What is asked
In the material below, swap "each instance" for "every occurrence" wherever it occurs and reproduce every line with nothing else changed. Omit the pictures.

>> start Data provided

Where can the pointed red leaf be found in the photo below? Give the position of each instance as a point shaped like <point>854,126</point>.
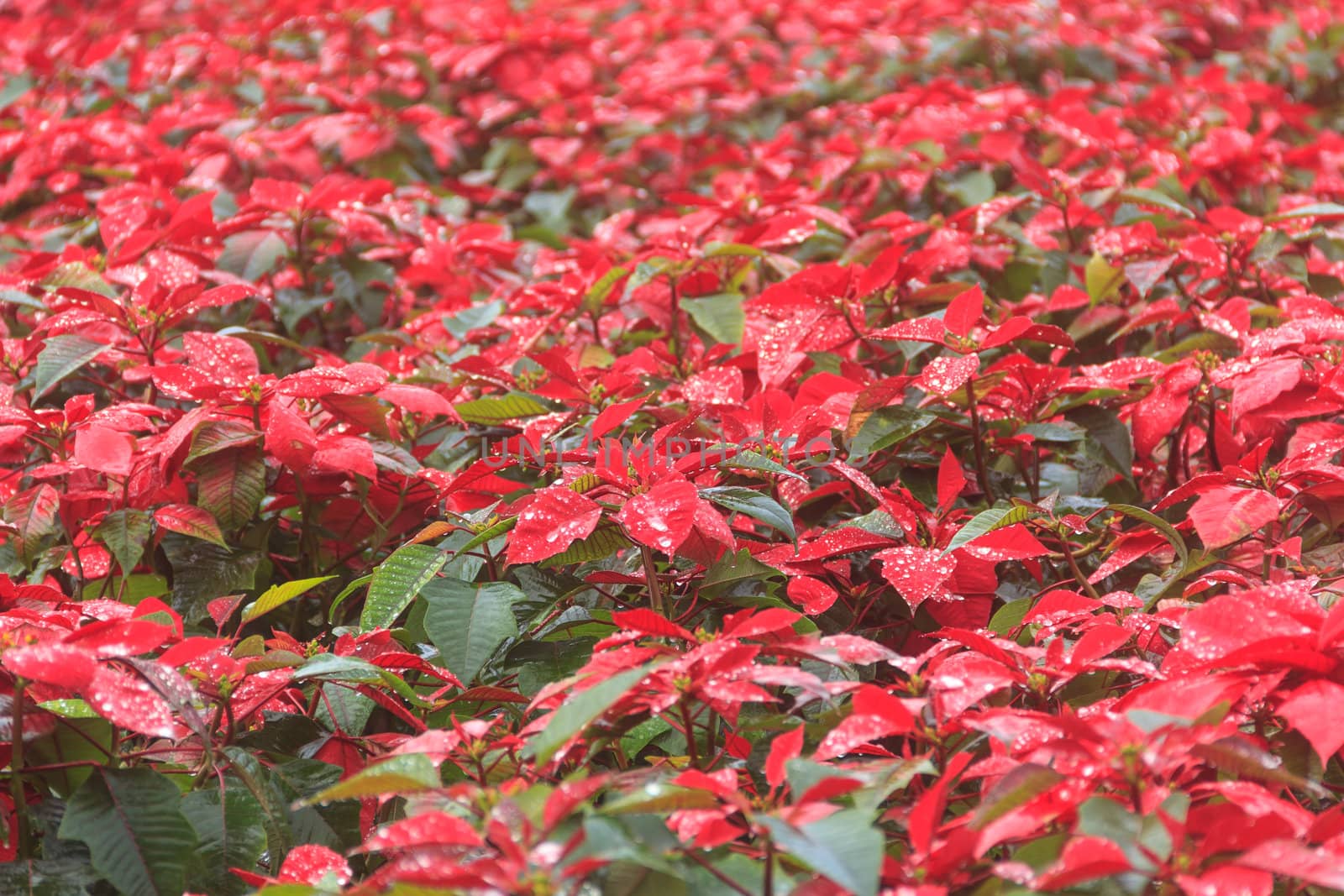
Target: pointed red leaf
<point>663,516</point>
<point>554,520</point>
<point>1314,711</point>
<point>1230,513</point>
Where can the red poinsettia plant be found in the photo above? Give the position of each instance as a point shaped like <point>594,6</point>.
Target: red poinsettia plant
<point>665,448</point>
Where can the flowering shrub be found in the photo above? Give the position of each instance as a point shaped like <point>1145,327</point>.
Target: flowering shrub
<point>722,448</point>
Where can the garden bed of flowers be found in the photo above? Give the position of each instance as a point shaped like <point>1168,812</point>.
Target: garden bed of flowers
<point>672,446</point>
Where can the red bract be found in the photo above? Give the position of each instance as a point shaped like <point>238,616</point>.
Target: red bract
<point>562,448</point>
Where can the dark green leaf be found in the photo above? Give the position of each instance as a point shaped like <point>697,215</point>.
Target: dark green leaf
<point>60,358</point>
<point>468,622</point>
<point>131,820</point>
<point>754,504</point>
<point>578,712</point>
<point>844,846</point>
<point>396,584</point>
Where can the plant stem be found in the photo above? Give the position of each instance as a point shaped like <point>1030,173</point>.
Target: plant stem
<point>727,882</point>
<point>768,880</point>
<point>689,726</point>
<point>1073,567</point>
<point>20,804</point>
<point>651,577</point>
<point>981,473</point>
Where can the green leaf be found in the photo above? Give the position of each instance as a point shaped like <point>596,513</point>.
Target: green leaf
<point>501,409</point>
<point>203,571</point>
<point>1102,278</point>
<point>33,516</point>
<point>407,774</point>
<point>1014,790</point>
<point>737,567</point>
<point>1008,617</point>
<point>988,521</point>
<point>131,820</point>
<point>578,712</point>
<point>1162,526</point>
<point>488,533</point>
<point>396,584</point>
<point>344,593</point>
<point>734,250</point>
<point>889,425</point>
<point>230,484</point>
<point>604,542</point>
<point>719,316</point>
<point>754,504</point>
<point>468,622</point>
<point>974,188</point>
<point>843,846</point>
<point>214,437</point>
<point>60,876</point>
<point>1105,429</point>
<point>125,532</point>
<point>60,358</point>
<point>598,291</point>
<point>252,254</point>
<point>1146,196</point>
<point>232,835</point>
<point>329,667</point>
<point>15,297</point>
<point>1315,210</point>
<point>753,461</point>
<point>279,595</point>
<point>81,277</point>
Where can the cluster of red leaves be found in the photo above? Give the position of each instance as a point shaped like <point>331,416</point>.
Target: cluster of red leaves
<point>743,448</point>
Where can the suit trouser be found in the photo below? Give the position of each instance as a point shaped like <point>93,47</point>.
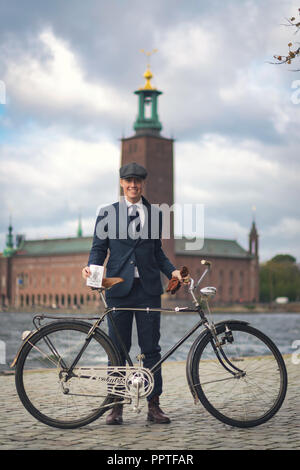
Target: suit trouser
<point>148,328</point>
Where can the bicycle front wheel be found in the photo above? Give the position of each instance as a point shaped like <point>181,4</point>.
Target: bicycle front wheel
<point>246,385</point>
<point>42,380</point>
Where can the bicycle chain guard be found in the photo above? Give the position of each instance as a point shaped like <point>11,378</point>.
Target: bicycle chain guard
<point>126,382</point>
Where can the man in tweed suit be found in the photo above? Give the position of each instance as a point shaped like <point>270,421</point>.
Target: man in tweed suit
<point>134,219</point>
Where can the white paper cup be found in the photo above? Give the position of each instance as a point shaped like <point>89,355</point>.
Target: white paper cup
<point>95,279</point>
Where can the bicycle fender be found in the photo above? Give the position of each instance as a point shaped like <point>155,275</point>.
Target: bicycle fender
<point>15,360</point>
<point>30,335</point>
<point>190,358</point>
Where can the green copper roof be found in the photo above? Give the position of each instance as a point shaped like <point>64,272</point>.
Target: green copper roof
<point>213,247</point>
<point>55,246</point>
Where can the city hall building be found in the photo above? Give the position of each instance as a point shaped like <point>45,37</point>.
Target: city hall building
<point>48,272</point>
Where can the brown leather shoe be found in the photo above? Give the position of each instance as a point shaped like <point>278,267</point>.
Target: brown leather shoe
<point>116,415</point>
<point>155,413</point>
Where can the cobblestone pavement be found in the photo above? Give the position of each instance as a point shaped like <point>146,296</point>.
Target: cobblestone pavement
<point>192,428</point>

>> end Data provided

Solution to this exercise
Where can the pointed red leaf be found in the photo below? Give the position of every occurrence as a point shaped like <point>854,126</point>.
Target: pointed red leaf
<point>663,516</point>
<point>554,520</point>
<point>1314,711</point>
<point>1230,513</point>
Where can the red poinsettia plant be found in the photo above? Give the position of every occurrence as a point shaped like <point>594,6</point>.
Target: red poinsettia plant
<point>665,448</point>
Where can the flowering shrub be found in the photo above? Give the position of every occurrence as a point shaped like <point>1145,327</point>.
Target: flowering shrub
<point>722,448</point>
Where can the garden bed of flowers be found in the photo above? Give the position of every occurrence as a point shaped like <point>1168,812</point>.
Target: garden bed of flowers
<point>672,446</point>
Where can the red bract be found in the photo above? Give the position of every occurrence as a point shaped like <point>238,616</point>.
Target: red bract
<point>562,448</point>
Where can the dark green leaf be found in the photo above? Give the position of every occurrence as a point shaped like <point>697,215</point>.
Target: dark green leaf
<point>60,358</point>
<point>468,622</point>
<point>131,820</point>
<point>754,504</point>
<point>578,712</point>
<point>844,846</point>
<point>396,584</point>
Where can the plant stem be found in the photo above? Give the position of every occurrence as a point shaped like <point>1030,173</point>.
Target: plant stem
<point>727,882</point>
<point>768,880</point>
<point>689,726</point>
<point>1073,567</point>
<point>20,804</point>
<point>651,577</point>
<point>981,473</point>
Where can the green leaf be found in the photo above? Give the position of every occurrence as a point shaped like <point>596,513</point>.
Target: green leaf
<point>501,409</point>
<point>203,571</point>
<point>1102,278</point>
<point>33,516</point>
<point>407,774</point>
<point>1014,790</point>
<point>737,567</point>
<point>1008,617</point>
<point>988,521</point>
<point>131,820</point>
<point>578,712</point>
<point>1162,526</point>
<point>488,533</point>
<point>396,584</point>
<point>344,593</point>
<point>734,250</point>
<point>889,425</point>
<point>230,484</point>
<point>604,542</point>
<point>719,316</point>
<point>754,504</point>
<point>468,622</point>
<point>974,188</point>
<point>843,846</point>
<point>214,437</point>
<point>60,876</point>
<point>1105,429</point>
<point>125,532</point>
<point>60,358</point>
<point>598,291</point>
<point>252,254</point>
<point>1146,196</point>
<point>232,835</point>
<point>329,667</point>
<point>15,297</point>
<point>1315,210</point>
<point>753,461</point>
<point>279,595</point>
<point>81,277</point>
Where can the cluster of red leaves be found in the photo above? Give the position of every occurrence as a point shaped like <point>331,416</point>.
Target: cluster of red leaves
<point>743,448</point>
Where can the suit trouser be found in the photo below? Give the position of every occurrence as a point shaped like <point>93,47</point>.
Target: suit trouser
<point>148,328</point>
Where can the bicycle front wheel be found in the photo above? Give the position of every occurrence as a point shaped like <point>181,4</point>.
Target: bicycle front wheel
<point>246,385</point>
<point>42,380</point>
Where can the bicycle chain guard be found in the photo above? Give the position of every occurrence as a point shaped like <point>11,378</point>.
Target: bicycle chain guard
<point>126,382</point>
Where can the man in tweed suit be found in the photo above? Give the position of every occurrence as a point shaped like <point>270,421</point>.
Target: man in tweed suit
<point>134,219</point>
Where can the white paper cup be found in the photo above? Give the position of every occurrence as a point shaped like <point>89,355</point>.
Target: white paper cup
<point>95,279</point>
Where can the bicycle fender be found in the photo above? Give the position of every occurrence as a point shaped like <point>155,275</point>.
Target: bicycle fender
<point>15,360</point>
<point>30,335</point>
<point>190,358</point>
Where can the green copper roof be found in the photo above? Give the position of every occurrence as a point shaped like <point>64,272</point>.
Target: green copper roof
<point>213,247</point>
<point>55,246</point>
Where can the city hall building be found in the photo above? Give the position of every occurrence as a point shaped like <point>45,37</point>.
Target: city hall building
<point>48,272</point>
Where can the brown leather shoe be found in the photo above? Give the position of every occurrence as a point shaped like <point>278,267</point>.
Target: brown leather shoe
<point>116,415</point>
<point>155,413</point>
Where can the cobblestone pavement be found in the photo above? Give the position of every occurrence as a point shaped like <point>146,296</point>.
Target: cobblestone pavement
<point>192,428</point>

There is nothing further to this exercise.